# Jumping off a sofa/couch - how old?



## ched999uk (Dec 2, 2010)

Connie is now 14 weeks and although she cant/ isn't allowed to jump on the sofa I am worried about her jumping off. I have read that pups shouldn't be allowed to jump off the sofa but I don't know how old she needs to be to not hurt herself jumping off the sofa. At the moment we are lifting her up and down from the sofa any idea how old before she is safe to jump off?
Any ideas?
Thanks


----------



## k9Cracker (Feb 22, 2006)

I didn't let Rugby jump off the sofa until he could jump on it by himself.


----------



## MaryH (Mar 7, 2006)

I don't ever let my dogs jump off the sofa or bed, no matter what age, because I don't want them to damage any of their joints. The analogy I use is this ... if I was sitting on my sofa and wanted to go to the kitchen would I stand on the sofa and then jump to the floor? No, because if I did that repeatedly I would no doubt wreck my own knees. So I have trained my dogs to wait and be lifted down to the floor. If you don't want to be lifting your dog on and off of furniture you might want to build or buy a doggy ramp or set of doggy stairs made for that purpose.


----------



## Cosy (Feb 9, 2006)

I'm with Mary. I don't let Cosy jump (not that she would) and she can't seem to figure out how to jump UP. 
(Mary, I'm very glad you don't jump off your sofa  )


----------



## MaryH (Mar 7, 2006)

Cosy said:


> I'm with Mary. I don't let Cosy jump (not that she would) and she can't seem to figure out how to jump UP.
> (Mary, I'm very glad you don't jump off your sofa  )


And trust me, Brit, I don't EVER jump out of bed in the morning either! :angry:


----------



## Orla (Jul 5, 2009)

I would never let a maltese jump off a sofa - at any age.

(PS, I wanna see pics of Connie - she is related to Milo )


----------



## ched999uk (Dec 2, 2010)

Looks like it's best to keep lifting her up and down. Cheers.
As for a Christmas picy:








I think she needs a bit of a trim, it's a bit scary getting scissors anywhere near her. Going to get her first trim in Jan.


----------



## pammy4501 (Aug 8, 2007)

I use the sofa stairs. They use them if they are there. I think it's the path of least resistance. They would jump if they weren't there. I gets harder when they can actually jump on the sofa unassisted because they can get up there when you aren't watching. So, I recommend the steps.


----------



## maltlovereileen (Jan 19, 2009)

pammy4501 said:


> I use the sofa stairs. They use them if they are there. I think it's the path of least resistance. They would jump if they weren't there. I gets harder when they can actually jump on the sofa unassisted because they can get up there when you aren't watching. So, I recommend the steps.


I totally agree with this...stairs is the way to go. Our first malt *who, incidentally was large size* ended up with disc problems in later years from jumping up and down from things... so not worth it.


----------



## MalteseJane (Nov 21, 2004)

MaryH said:


> I don't ever let my dogs jump off the sofa or bed, no matter what age, because I don't want them to damage any of their joints. The analogy I use is this ... if I was sitting on my sofa and wanted to go to the kitchen would I stand on the sofa and then jump to the floor? No, because if I did that repeatedly I would no doubt wreck my own knees. So I have trained my dogs to wait and be lifted down to the floor. If you don't want to be lifting your dog on and off of furniture you might want to build or buy a doggy ramp or set of doggy stairs made for that purpose.

» **Objective 1**: Return the lines of the listing verbatim, beginning at the line that contains "Exercise. Indicate the green bean in" and stopping after the line that contains "x=633, y=140".
The listing that comes next is unrelated to the forum thread.

Entries from a dataset of pointing exercises:

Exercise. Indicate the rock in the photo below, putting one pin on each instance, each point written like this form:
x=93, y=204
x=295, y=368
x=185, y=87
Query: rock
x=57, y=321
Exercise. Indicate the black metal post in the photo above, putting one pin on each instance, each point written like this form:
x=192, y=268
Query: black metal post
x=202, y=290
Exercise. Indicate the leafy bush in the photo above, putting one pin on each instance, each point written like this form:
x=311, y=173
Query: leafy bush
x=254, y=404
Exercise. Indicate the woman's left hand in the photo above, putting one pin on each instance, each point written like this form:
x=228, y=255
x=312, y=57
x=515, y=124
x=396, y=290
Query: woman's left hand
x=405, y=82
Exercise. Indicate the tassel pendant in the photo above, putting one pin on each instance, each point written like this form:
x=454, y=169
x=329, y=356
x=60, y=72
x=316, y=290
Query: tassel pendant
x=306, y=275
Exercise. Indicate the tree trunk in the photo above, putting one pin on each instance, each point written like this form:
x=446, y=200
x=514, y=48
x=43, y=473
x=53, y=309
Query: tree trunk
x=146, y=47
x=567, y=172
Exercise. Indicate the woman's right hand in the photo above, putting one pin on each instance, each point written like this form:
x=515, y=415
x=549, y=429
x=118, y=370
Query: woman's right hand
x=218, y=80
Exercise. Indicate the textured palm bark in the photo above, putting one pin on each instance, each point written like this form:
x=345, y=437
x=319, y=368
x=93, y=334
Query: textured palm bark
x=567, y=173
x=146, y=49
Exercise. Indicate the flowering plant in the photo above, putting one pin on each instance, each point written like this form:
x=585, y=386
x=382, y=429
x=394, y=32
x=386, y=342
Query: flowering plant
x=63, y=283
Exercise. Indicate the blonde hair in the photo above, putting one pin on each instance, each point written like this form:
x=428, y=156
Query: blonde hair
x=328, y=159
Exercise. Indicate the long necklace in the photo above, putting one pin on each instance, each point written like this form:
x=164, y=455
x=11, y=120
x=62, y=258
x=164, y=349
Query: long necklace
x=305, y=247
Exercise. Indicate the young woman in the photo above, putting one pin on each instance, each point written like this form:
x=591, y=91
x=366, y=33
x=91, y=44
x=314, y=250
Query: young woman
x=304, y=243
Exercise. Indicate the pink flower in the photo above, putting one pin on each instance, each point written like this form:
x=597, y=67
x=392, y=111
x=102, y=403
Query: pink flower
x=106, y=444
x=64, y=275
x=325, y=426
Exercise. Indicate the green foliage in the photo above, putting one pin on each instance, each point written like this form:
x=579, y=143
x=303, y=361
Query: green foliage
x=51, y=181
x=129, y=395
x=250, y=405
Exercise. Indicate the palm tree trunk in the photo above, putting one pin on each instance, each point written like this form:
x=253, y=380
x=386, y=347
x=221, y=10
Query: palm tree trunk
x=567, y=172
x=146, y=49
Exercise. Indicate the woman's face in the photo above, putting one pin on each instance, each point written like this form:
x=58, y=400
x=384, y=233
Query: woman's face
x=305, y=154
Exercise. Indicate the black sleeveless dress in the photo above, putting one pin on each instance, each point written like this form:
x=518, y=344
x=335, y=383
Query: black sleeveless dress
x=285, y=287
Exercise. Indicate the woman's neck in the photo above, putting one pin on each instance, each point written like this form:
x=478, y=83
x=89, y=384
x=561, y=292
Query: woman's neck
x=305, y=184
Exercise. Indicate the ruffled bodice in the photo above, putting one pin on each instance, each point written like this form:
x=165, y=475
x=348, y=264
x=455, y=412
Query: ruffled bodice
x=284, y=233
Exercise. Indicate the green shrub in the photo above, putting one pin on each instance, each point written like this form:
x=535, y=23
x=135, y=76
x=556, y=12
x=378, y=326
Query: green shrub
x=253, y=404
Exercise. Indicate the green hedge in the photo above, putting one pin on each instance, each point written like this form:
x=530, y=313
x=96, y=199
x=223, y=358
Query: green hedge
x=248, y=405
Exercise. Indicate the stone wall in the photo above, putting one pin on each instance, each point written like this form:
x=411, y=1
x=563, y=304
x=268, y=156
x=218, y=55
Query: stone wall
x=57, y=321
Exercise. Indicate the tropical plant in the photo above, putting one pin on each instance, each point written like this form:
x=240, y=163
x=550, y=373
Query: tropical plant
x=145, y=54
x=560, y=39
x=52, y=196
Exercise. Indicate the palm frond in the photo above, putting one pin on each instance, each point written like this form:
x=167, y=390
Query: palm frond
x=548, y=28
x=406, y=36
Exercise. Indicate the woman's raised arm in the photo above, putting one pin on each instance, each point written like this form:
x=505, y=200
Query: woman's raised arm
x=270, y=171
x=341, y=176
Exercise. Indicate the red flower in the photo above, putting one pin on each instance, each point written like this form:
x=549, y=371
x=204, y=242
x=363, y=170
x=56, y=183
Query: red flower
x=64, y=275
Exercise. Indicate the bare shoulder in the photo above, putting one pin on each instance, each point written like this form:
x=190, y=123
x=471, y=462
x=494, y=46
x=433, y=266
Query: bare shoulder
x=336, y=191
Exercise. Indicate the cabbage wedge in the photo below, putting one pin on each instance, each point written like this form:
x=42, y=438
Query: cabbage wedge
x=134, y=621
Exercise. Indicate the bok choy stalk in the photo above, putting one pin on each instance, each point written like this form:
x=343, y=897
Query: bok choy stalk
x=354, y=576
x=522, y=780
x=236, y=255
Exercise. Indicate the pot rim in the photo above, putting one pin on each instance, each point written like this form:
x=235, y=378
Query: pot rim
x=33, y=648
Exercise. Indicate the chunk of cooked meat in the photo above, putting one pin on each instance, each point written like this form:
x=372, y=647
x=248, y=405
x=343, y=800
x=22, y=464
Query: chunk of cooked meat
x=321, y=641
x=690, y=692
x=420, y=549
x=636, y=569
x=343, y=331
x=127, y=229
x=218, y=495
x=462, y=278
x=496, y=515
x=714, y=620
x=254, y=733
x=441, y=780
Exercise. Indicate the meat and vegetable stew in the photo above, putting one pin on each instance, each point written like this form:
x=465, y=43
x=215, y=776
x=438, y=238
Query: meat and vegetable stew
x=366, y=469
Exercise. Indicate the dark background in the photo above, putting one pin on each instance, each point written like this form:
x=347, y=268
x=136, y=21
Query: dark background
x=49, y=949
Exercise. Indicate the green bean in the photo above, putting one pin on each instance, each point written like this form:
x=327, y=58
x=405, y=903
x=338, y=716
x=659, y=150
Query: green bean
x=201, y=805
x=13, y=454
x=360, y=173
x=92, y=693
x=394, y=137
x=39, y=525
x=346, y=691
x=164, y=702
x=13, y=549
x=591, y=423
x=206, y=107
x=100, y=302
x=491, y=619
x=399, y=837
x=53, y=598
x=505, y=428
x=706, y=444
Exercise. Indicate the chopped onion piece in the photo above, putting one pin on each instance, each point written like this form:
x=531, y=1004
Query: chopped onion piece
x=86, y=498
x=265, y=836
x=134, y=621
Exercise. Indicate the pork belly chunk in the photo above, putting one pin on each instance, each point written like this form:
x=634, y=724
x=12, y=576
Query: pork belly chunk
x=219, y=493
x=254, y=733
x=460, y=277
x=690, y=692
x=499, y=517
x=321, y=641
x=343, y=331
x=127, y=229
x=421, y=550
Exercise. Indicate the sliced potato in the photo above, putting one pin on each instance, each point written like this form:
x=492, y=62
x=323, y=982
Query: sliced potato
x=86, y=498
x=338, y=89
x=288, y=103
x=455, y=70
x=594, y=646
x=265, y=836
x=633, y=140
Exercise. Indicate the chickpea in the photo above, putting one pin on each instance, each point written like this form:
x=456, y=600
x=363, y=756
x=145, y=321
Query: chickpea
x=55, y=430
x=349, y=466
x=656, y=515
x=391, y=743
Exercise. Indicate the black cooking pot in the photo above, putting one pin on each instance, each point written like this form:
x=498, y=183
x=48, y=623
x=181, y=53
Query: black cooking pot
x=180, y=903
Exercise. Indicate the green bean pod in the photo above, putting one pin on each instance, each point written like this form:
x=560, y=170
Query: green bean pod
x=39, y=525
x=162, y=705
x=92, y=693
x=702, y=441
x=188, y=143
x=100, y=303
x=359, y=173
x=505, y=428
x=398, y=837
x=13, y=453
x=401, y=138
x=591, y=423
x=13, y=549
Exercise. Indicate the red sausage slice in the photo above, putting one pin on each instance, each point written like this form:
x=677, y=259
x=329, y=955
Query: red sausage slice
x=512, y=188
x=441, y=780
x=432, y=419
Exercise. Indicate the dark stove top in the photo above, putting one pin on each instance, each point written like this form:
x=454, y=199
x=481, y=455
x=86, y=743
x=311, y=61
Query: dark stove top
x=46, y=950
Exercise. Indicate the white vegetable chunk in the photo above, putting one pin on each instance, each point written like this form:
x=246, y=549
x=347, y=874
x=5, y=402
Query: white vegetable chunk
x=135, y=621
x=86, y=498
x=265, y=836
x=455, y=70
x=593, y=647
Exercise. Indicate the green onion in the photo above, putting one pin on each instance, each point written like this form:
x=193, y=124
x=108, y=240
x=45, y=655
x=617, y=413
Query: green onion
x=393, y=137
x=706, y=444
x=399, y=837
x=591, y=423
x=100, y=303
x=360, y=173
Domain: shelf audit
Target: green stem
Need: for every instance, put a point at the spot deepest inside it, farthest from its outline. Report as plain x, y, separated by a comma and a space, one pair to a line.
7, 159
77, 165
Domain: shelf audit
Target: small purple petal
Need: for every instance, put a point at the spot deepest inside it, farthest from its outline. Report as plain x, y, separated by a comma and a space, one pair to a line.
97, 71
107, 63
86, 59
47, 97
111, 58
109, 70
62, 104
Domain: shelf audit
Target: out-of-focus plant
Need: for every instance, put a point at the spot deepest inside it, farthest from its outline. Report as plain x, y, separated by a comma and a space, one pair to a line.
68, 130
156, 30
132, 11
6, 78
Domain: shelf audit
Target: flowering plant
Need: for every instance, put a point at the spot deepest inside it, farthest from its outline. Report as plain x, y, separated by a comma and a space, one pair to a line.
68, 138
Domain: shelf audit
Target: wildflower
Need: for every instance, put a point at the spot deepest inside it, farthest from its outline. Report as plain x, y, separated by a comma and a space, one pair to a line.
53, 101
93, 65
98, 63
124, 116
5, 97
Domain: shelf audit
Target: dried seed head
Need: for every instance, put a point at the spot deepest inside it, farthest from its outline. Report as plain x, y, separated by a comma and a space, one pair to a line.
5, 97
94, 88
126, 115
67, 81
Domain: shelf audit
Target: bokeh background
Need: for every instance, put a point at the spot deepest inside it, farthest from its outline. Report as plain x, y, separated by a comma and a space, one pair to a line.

» **Objective 2**: In the forum thread, how old is Connie?

» **Exercise answer 1**:
Exercise. Indicate the green bean in the photo above, putting one pin on each instance, each point written like this form:
x=327, y=58
x=405, y=903
x=338, y=716
x=659, y=150
Query: green bean
x=201, y=805
x=13, y=454
x=360, y=173
x=92, y=693
x=394, y=137
x=39, y=525
x=346, y=691
x=164, y=702
x=13, y=549
x=591, y=423
x=206, y=107
x=100, y=302
x=491, y=619
x=399, y=837
x=53, y=598
x=505, y=428
x=706, y=444
Exercise. Indicate the chopped onion piece in the photo above, putting one pin on each instance, each point written like this form:
x=531, y=1004
Query: chopped onion piece
x=86, y=498
x=265, y=836
x=134, y=621
Exercise. Indicate the pork belly chunk in the photo above, putting one pin on each instance, each point written like this form:
x=634, y=724
x=12, y=576
Query: pork belly chunk
x=219, y=493
x=254, y=733
x=460, y=277
x=690, y=692
x=499, y=517
x=321, y=641
x=343, y=331
x=127, y=229
x=421, y=550
Exercise. Indicate the sliced potato in the photo above, putting one pin on each instance, each point written like this form:
x=492, y=62
x=323, y=982
Query: sliced potato
x=86, y=498
x=338, y=89
x=288, y=103
x=455, y=70
x=594, y=646
x=265, y=836
x=633, y=140

» **Exercise answer 2**: 14 weeks.